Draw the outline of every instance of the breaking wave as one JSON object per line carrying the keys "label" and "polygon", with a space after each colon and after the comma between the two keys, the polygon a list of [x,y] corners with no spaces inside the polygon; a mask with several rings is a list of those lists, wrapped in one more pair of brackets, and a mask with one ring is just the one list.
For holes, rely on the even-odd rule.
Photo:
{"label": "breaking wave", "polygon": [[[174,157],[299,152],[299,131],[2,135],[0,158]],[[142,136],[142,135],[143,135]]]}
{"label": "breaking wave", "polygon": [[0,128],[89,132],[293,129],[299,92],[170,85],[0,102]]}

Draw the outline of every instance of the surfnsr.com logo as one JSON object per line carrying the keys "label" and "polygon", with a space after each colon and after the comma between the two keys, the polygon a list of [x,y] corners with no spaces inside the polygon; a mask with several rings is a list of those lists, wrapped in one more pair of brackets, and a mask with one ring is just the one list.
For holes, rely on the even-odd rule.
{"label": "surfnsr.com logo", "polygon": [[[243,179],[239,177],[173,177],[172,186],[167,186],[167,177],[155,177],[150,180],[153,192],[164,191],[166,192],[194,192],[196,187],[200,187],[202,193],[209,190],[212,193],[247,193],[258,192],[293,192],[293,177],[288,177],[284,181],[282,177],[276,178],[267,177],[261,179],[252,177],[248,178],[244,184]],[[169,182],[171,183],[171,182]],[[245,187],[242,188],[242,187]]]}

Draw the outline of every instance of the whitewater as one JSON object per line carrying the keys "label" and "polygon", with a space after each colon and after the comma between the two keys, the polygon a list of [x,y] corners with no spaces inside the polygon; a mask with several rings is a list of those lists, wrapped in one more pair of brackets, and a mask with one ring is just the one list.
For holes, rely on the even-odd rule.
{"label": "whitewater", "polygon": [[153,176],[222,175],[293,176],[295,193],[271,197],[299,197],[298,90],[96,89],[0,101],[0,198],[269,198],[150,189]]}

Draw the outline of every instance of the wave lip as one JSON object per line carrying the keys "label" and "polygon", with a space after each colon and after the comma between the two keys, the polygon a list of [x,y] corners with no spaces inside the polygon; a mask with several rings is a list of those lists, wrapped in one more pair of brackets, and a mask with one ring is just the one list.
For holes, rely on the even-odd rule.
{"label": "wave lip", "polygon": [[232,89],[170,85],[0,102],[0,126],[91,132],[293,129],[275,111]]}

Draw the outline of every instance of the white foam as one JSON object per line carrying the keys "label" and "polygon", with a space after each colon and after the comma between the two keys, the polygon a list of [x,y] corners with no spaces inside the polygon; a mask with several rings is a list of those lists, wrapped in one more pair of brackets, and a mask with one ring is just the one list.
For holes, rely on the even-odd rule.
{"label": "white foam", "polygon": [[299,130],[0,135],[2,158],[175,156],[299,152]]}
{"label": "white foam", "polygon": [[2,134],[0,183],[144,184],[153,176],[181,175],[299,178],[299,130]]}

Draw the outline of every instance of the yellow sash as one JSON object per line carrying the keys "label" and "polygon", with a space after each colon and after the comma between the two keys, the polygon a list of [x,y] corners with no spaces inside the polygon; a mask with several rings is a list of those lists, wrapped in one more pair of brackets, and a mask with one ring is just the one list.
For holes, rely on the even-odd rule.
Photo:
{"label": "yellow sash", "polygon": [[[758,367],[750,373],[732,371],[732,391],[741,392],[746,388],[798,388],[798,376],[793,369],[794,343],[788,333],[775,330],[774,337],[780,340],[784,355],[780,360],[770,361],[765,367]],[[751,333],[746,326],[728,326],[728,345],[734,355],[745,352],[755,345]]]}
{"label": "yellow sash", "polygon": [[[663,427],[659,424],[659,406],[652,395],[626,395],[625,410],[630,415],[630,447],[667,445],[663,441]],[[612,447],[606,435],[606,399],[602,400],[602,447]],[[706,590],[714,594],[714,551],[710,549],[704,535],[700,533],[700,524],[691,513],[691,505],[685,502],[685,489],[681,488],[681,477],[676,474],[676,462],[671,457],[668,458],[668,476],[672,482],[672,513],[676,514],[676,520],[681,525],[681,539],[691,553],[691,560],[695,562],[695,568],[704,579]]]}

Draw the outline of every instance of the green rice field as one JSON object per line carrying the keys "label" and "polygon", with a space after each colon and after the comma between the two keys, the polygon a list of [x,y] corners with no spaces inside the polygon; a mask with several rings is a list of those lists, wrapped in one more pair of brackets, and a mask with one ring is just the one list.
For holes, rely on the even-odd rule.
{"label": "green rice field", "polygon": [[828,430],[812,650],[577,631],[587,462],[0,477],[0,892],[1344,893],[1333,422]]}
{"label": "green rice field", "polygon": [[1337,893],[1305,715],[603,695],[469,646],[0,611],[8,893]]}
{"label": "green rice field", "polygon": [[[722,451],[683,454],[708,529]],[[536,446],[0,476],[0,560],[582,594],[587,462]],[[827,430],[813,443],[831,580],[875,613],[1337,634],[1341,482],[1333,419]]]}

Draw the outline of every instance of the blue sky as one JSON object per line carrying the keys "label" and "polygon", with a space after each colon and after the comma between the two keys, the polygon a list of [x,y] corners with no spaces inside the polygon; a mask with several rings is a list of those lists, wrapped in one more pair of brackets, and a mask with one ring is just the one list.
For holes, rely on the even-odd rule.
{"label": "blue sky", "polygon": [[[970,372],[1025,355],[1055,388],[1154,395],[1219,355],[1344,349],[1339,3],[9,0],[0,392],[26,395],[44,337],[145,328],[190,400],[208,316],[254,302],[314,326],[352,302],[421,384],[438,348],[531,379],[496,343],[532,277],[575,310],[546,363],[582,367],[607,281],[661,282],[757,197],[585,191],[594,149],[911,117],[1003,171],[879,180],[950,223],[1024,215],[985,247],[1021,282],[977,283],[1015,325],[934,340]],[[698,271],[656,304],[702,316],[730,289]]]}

· · ·

Copy all of the lines above character for character, changing nothing.

▶ EXERCISE ANSWER:
Draw the outline of every instance of the breaking wave as one JSON object per line carrying the keys "label" and "polygon", with a space after each colon and after the comma between the two keys, the polygon a list of [x,y] corners with no spaces inside the polygon; a mask with several rings is a list of those lists, wrapped in one more pair of brackets, and a mask with one ring is just the one list.
For holes, rely on the even-odd rule.
Photo:
{"label": "breaking wave", "polygon": [[[174,157],[299,152],[299,131],[2,135],[0,158]],[[142,136],[142,135],[143,135]]]}
{"label": "breaking wave", "polygon": [[0,128],[89,132],[293,129],[299,92],[170,85],[0,102]]}

Draw the outline of every instance of the surfnsr.com logo as one JSON object per line carrying the keys "label" and "polygon", with a space after each colon and after the comma between the two keys, the polygon a list of [x,y] corners with no spaces inside the polygon; a mask with several rings is a list of those lists, wrapped in one more pair of brackets, and a mask with one ring is just the one list.
For holes, rely on the even-odd rule.
{"label": "surfnsr.com logo", "polygon": [[[243,179],[239,177],[173,177],[172,186],[167,186],[167,177],[155,177],[150,180],[153,192],[164,191],[166,192],[194,192],[196,187],[200,187],[202,193],[209,190],[212,193],[247,193],[258,192],[293,192],[293,177],[288,177],[284,181],[282,177],[276,178],[267,177],[261,179],[252,177],[248,178],[244,184]],[[169,182],[171,183],[171,182]],[[245,187],[242,188],[242,187]]]}

Draw the outline of every instance of the whitewater as one JSON object per line carrying the keys "label" and "polygon", with a space after each colon and after the comma between the two keys, the polygon a list of [x,y] corners with no spaces inside the polygon; a mask with several rings is a list of those lists, wrapped in one more pair of brackets, and a mask with one ring is just the one list.
For holes, rely on the even-odd rule.
{"label": "whitewater", "polygon": [[153,176],[222,175],[293,176],[295,193],[271,197],[299,197],[298,90],[96,89],[0,101],[0,198],[269,198],[150,189]]}

Draw the outline of every instance of the wave lip as one JSON object per line carrying the keys "label" and "polygon", with a space after each colon and after the comma between the two keys, the polygon a list of [x,y] corners with no spaces inside the polygon; a mask with several rings is a list of those lists, wrapped in one more pair of brackets, and a mask with one ring is just the one list.
For holes, rely on the even-odd rule.
{"label": "wave lip", "polygon": [[232,89],[170,85],[0,102],[0,126],[91,132],[293,129],[275,111]]}

Draw the outline of every instance of the white foam as one JSON object per line carrying the keys "label" and "polygon", with a space after each colon and after the comma between the two keys, the polygon a list of [x,y] corners with no spaces inside the polygon; a mask with several rings is a list of those lists, wrapped in one more pair of brackets, and a mask with one ring is just the one list.
For holes, rely on the even-odd rule.
{"label": "white foam", "polygon": [[299,130],[0,135],[2,158],[175,156],[299,152]]}
{"label": "white foam", "polygon": [[2,134],[0,183],[144,184],[153,176],[181,175],[299,178],[299,130]]}

Draw the outline of every instance of the yellow sash as one JSON object per line carrying the keys "label" and "polygon", with a space after each colon and after the comma between the two keys, the polygon a list of [x,y] corners with no spaces inside the polygon; a mask with several rings is a list of those lists, wrapped in one more pair of brackets, and a mask with one ring is just the one list.
For holes, rely on the even-odd rule.
Photo:
{"label": "yellow sash", "polygon": [[[758,367],[750,373],[732,371],[732,391],[741,392],[746,388],[798,388],[798,376],[793,369],[794,343],[788,333],[775,330],[774,337],[780,340],[784,355],[780,360],[770,361],[765,367]],[[751,333],[746,326],[728,326],[728,345],[734,355],[745,352],[755,345]]]}
{"label": "yellow sash", "polygon": [[[663,427],[659,424],[659,406],[652,395],[626,395],[625,410],[630,415],[630,447],[667,445],[663,441]],[[612,447],[606,435],[606,399],[602,400],[602,447]],[[706,590],[714,594],[714,551],[710,549],[704,535],[700,533],[700,524],[691,513],[691,505],[685,502],[685,489],[681,488],[681,477],[676,474],[676,462],[671,457],[668,458],[668,476],[672,482],[672,513],[676,514],[676,520],[681,525],[681,539],[691,553],[691,560],[695,562],[695,568],[704,579]]]}

Draw the outline of every instance of the green rice field as one JSON object per line carrying the keys "label" and "polygon", with a space after each colon and after the comma between the two keys, the polygon a list of [x,y] corners with no spaces inside the polygon; a mask with several rings is a list of those lists, wrapped in one more pair of brackets, and a mask with one ring is just the one list.
For holes, rely on the even-odd rule.
{"label": "green rice field", "polygon": [[828,430],[812,650],[577,631],[587,462],[0,477],[0,892],[1344,893],[1333,422]]}
{"label": "green rice field", "polygon": [[1337,893],[1305,715],[603,695],[469,646],[0,611],[8,893]]}
{"label": "green rice field", "polygon": [[[722,451],[683,454],[708,529]],[[536,446],[0,476],[0,560],[582,594],[587,462]],[[827,430],[813,443],[831,580],[875,613],[1337,634],[1341,482],[1333,419]]]}

Draw the outline of every instance of the blue sky as one JSON object per line carrying the keys "label" and "polygon", with a space after each colon and after the comma between the two keys, the polygon a list of [x,y] corners with no spaces inside the polygon; a mask with several rings is a list of those lists, wrapped in one more pair of brackets, and a mask with one ring is just the one list.
For holes, rely on the even-odd rule.
{"label": "blue sky", "polygon": [[[970,372],[1025,355],[1055,388],[1154,395],[1219,355],[1344,349],[1339,3],[9,0],[0,392],[26,395],[44,337],[145,328],[190,400],[208,316],[254,302],[314,326],[352,302],[421,384],[438,348],[531,379],[496,343],[532,277],[575,310],[546,363],[582,367],[607,281],[661,282],[757,197],[585,191],[594,149],[911,117],[1003,171],[879,180],[950,223],[1024,215],[985,247],[1021,282],[977,283],[1015,325],[934,340]],[[698,271],[656,304],[702,316],[730,289]]]}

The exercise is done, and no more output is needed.